▶ WHAT THE EXERCISE ASKS
Take the data that follows and retype it word for word.

▶ DATA SHOWN
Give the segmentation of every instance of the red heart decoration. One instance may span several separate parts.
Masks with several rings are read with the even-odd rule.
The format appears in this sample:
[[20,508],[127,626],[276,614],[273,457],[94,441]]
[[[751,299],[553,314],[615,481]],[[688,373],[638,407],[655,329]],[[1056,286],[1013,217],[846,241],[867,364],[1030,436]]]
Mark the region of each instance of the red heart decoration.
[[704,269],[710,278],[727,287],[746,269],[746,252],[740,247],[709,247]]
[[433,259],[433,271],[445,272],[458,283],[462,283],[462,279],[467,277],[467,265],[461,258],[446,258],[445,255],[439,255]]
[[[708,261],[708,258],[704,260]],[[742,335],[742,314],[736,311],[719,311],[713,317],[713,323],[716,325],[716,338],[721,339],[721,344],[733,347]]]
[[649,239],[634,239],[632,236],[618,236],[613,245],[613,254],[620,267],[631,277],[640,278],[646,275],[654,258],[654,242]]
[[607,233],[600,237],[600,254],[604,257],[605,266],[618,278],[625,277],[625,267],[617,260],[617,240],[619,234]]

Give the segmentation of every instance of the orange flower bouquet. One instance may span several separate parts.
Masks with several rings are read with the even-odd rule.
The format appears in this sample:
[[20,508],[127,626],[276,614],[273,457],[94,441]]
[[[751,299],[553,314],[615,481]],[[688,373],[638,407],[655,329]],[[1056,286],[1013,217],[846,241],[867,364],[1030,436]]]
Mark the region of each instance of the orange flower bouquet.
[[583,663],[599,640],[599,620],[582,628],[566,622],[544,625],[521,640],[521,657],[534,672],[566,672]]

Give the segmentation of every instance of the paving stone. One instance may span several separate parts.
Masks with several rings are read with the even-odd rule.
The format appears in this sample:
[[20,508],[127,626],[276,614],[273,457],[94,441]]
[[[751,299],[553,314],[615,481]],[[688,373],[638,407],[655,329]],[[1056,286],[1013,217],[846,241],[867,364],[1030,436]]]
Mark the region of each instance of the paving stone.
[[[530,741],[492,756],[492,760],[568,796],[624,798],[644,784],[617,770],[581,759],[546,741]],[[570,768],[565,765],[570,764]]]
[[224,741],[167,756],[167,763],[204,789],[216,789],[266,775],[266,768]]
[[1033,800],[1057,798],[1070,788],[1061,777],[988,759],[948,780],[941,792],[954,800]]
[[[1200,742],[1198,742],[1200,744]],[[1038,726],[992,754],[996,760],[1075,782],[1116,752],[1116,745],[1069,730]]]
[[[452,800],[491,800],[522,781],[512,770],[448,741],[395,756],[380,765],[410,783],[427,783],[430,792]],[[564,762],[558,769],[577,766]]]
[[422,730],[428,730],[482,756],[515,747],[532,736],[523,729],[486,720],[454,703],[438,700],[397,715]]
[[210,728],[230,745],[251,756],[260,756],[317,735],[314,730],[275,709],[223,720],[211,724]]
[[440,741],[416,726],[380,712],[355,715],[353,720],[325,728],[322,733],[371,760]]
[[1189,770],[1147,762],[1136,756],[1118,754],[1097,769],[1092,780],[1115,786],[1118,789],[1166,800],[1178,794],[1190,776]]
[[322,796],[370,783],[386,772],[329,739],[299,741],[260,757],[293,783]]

▶ EXERCISE ANSWER
Give the segmentation of every instance of the red heart decoration. One instance may span several separate parts.
Masks with several rings are read with the even-odd rule.
The format appears in this sample:
[[20,508],[127,626],[276,614],[273,457],[94,441]]
[[[751,299],[553,314],[615,481]],[[688,373],[638,407],[655,329]],[[1056,286],[1013,217],[846,241],[867,364],[1030,436]]]
Mark the region of each instance of the red heart decoration.
[[704,269],[710,278],[727,287],[746,269],[746,252],[740,247],[709,247]]
[[433,259],[433,271],[445,272],[458,283],[462,283],[462,279],[467,277],[467,265],[461,258],[446,258],[445,255],[439,255]]
[[[708,261],[708,258],[704,260]],[[742,335],[742,314],[736,311],[719,311],[713,317],[713,323],[716,325],[716,338],[721,339],[721,344],[733,347]]]
[[649,239],[634,239],[632,236],[618,236],[613,245],[613,254],[620,267],[631,277],[640,278],[646,275],[654,258],[654,242]]
[[607,233],[600,237],[600,254],[604,257],[605,266],[618,278],[625,277],[625,267],[617,260],[617,240],[619,234]]

Give the segmentation of every instance of the orange flower bouquet. One instance may span several separate parts.
Masks with several rings are read with the even-odd rule.
The format appears in this sample:
[[20,508],[127,626],[276,614],[273,457],[94,441]]
[[[751,299],[553,314],[615,481]],[[688,373],[638,407],[655,329]],[[1056,286],[1013,217],[846,241],[867,364],[1030,436]]]
Mark the region of each instance of the orange flower bouquet.
[[583,663],[599,640],[599,620],[582,628],[566,622],[544,625],[521,640],[521,657],[534,672],[566,672]]

Give the segmentation of every instance of the paving stone. One instance may span several separate parts.
Masks with several rings are read with the even-odd rule.
The format appears in this sample:
[[20,508],[127,626],[276,614],[273,457],[94,441]]
[[[751,299],[553,314],[615,481]],[[688,373],[638,407],[655,329]],[[1056,286],[1013,217],[846,241],[867,364],[1030,436]]]
Mark the region of each instance of the paving stone.
[[[530,741],[492,756],[492,760],[568,796],[624,798],[644,784],[617,770],[581,759],[546,741]],[[570,768],[565,765],[570,764]]]
[[224,741],[167,756],[167,763],[204,789],[216,789],[266,775],[266,768]]
[[1033,800],[1057,798],[1070,788],[1061,777],[988,759],[948,780],[941,792],[954,800]]
[[[1200,742],[1198,742],[1200,744]],[[1038,726],[992,754],[996,760],[1075,782],[1116,752],[1116,745],[1069,730]]]
[[[452,800],[491,800],[522,781],[512,770],[448,741],[395,756],[380,765],[410,783],[427,783],[430,792]],[[564,762],[558,769],[577,766]]]
[[422,730],[428,730],[482,756],[515,747],[532,736],[523,729],[486,720],[454,703],[438,700],[397,715]]
[[210,728],[230,745],[251,756],[260,756],[317,735],[314,730],[275,709],[223,720],[211,724]]
[[440,741],[416,726],[380,712],[355,715],[353,720],[325,728],[322,733],[371,760]]
[[1189,770],[1147,762],[1136,756],[1118,754],[1097,769],[1092,780],[1115,786],[1118,789],[1166,800],[1178,794],[1190,776]]
[[322,796],[370,783],[386,772],[329,739],[299,741],[260,757],[293,783]]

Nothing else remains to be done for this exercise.